- **What you should do**:
Pick out every line in the data below that contains the string "cheetah", and copy each of those lines.

- **Given entries**:
------------------------------
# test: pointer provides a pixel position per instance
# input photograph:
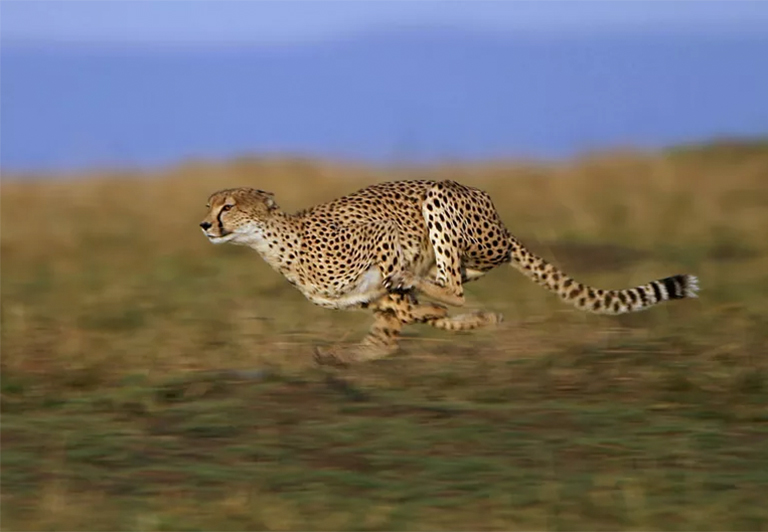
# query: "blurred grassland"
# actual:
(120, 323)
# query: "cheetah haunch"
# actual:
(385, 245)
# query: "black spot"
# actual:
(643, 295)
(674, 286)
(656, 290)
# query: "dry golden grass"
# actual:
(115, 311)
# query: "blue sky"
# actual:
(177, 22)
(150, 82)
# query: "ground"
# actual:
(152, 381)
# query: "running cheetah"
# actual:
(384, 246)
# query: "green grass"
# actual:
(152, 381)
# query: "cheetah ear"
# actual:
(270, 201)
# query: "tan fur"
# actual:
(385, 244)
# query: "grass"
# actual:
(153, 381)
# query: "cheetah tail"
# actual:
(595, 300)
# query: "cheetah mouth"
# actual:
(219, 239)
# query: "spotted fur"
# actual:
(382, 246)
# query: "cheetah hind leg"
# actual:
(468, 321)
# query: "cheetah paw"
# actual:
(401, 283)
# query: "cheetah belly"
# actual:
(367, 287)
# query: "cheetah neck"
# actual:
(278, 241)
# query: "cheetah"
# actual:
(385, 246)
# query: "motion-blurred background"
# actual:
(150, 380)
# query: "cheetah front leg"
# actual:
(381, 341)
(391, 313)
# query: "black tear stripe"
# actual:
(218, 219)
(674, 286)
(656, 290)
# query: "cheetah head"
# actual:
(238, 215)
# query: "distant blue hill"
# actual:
------------------------------
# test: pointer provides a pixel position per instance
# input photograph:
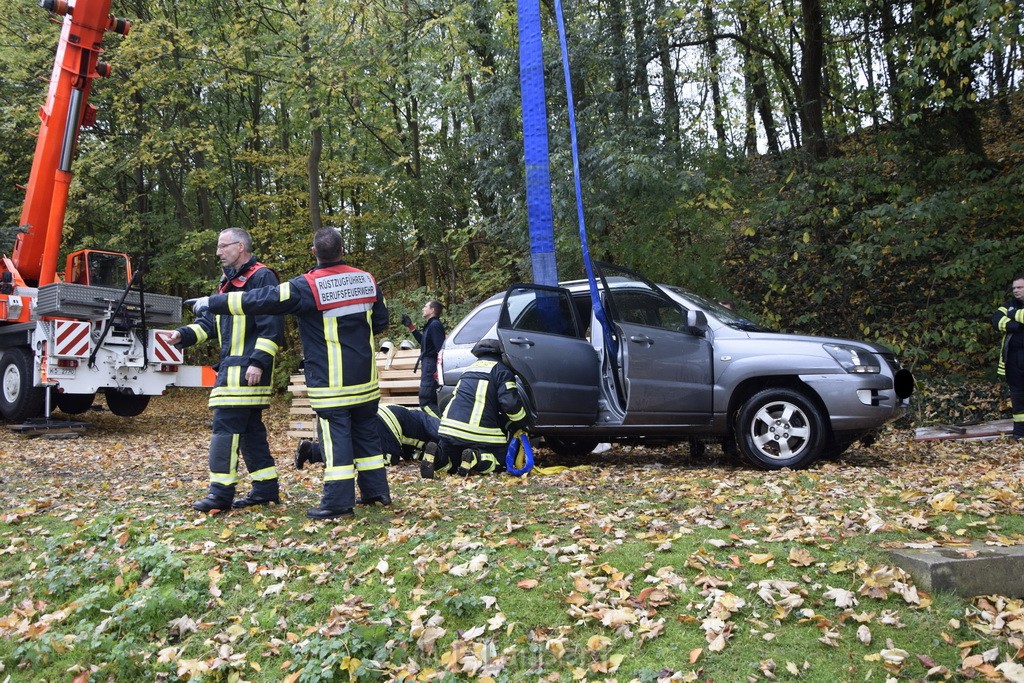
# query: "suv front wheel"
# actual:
------------------------------
- **Solution for this exercise**:
# query: "cheetah haunch"
# query: "running cheetah"
# query: "cheetah ear"
# query: "cheetah tail"
# query: "cheetah mouth"
# query: "cheetah hind leg"
# query: "cheetah paw"
# query: "cheetah belly"
# query: "cheetah neck"
# query: "cheetah"
# query: "cheetah front leg"
# query: "cheetah head"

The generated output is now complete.